Stored data entries:
>> begin
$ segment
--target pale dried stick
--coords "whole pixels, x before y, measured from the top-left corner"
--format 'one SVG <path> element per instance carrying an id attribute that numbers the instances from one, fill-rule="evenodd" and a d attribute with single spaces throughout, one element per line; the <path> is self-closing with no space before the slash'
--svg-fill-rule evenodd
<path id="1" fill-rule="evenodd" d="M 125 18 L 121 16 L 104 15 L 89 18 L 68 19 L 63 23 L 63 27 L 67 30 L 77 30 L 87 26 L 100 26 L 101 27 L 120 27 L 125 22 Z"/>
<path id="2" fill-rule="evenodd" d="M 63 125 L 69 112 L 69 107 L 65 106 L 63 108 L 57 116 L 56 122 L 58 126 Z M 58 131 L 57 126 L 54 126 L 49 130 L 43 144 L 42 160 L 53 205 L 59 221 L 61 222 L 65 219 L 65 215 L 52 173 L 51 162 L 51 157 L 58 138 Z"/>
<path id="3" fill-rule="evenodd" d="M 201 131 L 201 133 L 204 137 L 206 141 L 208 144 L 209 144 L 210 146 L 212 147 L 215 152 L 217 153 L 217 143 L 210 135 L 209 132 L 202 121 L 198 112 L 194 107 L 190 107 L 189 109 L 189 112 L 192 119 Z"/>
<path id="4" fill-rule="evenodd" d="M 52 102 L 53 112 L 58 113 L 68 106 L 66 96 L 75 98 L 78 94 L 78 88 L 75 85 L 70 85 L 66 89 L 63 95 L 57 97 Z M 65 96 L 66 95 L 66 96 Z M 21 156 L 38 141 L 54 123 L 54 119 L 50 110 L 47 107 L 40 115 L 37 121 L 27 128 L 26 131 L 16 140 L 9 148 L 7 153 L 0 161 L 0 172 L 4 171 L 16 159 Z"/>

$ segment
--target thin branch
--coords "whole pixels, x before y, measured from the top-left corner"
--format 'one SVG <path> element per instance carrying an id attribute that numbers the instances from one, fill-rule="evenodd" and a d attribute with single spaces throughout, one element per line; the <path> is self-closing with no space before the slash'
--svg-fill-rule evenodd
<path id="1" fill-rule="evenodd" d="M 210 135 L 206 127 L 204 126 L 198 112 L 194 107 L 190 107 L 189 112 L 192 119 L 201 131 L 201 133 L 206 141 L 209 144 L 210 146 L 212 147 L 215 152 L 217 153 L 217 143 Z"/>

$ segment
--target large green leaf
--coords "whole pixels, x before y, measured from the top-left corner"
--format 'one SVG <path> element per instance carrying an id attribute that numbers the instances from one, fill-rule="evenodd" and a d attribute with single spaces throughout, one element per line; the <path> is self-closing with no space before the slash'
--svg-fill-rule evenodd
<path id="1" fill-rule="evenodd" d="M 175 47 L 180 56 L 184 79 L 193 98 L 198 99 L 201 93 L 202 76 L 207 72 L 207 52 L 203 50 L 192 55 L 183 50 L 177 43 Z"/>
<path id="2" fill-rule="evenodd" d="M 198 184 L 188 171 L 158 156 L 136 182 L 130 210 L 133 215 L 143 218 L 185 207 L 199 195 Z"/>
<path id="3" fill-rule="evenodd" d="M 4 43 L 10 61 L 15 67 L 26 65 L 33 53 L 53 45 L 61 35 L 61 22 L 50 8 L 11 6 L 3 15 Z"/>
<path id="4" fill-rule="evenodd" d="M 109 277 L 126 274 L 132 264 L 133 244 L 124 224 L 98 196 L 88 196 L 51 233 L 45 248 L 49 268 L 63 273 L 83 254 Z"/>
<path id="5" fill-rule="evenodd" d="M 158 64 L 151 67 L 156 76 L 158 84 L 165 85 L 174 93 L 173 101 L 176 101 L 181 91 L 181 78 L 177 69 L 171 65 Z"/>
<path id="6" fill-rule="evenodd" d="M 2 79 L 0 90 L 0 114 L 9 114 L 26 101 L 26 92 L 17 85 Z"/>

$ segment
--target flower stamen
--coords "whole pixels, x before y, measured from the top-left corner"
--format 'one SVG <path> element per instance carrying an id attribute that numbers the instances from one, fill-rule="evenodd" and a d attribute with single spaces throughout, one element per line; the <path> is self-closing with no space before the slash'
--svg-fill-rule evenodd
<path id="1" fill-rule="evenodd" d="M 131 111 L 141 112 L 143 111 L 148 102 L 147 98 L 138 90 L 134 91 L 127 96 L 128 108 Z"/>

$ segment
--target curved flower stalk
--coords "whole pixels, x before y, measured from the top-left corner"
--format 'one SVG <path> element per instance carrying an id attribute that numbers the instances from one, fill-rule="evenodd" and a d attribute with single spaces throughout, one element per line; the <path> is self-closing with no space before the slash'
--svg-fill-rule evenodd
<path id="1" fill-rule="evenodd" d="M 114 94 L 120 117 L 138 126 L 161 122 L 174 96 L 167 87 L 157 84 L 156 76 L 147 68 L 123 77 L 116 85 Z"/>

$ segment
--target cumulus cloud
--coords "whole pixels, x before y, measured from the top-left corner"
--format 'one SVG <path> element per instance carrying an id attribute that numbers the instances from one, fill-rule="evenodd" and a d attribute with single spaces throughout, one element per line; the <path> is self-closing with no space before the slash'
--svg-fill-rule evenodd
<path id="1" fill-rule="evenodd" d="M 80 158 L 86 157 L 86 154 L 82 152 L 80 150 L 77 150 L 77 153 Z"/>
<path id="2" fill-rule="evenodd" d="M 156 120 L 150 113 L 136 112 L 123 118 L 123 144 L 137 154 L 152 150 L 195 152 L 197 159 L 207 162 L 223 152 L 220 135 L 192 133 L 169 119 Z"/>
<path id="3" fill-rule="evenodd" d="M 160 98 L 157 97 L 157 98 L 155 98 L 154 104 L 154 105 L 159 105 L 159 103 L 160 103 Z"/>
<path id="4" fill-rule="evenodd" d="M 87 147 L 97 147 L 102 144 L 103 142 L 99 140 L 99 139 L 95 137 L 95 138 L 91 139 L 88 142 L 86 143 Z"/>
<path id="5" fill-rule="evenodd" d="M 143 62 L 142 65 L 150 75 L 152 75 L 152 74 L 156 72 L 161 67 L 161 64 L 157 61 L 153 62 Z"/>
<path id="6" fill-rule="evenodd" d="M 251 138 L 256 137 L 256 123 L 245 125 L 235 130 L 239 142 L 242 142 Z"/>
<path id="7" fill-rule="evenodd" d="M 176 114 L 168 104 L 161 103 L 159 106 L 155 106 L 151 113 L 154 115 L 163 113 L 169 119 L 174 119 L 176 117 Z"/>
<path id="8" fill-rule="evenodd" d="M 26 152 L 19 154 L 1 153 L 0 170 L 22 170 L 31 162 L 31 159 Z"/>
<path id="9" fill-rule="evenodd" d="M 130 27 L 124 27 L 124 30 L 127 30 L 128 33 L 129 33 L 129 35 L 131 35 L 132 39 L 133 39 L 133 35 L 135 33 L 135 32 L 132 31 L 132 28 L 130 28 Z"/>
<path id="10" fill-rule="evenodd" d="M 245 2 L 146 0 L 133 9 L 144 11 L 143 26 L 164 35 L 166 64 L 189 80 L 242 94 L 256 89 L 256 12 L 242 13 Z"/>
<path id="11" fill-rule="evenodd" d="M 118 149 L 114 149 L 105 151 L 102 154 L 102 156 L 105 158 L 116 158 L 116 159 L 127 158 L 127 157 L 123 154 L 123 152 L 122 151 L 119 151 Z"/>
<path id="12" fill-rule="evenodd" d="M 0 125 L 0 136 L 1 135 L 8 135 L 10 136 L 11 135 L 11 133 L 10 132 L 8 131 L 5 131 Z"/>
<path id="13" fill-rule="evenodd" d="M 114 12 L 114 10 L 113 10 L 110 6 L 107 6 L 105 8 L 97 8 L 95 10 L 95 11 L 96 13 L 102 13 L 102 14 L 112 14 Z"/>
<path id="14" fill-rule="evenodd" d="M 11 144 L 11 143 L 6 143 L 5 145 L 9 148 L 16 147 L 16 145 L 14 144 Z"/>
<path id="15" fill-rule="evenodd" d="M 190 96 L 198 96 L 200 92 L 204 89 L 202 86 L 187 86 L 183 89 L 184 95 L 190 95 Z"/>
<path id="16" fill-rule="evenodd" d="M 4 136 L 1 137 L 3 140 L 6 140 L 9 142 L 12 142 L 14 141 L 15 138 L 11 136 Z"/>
>> end
- _Directive_: Update the data from its start through the line containing "63 125 L 69", changing "pale" to "light" and keeping everything else the same.

- _Written answer_:
$ segment
--target light dried stick
--coords "whole pixels, x before y, measured from the top-left corner"
--format 'one SVG <path> element per instance carrying an id attribute that numbers the instances from one, fill-rule="evenodd" and a d attribute with single spaces throughout, one element per line; the <path> is self-closing with no space before the slash'
--svg-fill-rule evenodd
<path id="1" fill-rule="evenodd" d="M 125 18 L 121 16 L 104 15 L 89 18 L 68 19 L 63 23 L 63 27 L 67 30 L 77 30 L 87 26 L 100 26 L 101 27 L 120 27 L 125 22 Z"/>
<path id="2" fill-rule="evenodd" d="M 63 125 L 69 112 L 69 107 L 65 106 L 63 108 L 57 116 L 56 122 L 58 126 Z M 58 131 L 57 126 L 54 126 L 49 130 L 43 144 L 42 160 L 53 205 L 59 221 L 61 222 L 65 219 L 65 215 L 52 173 L 51 162 L 51 157 L 58 138 Z"/>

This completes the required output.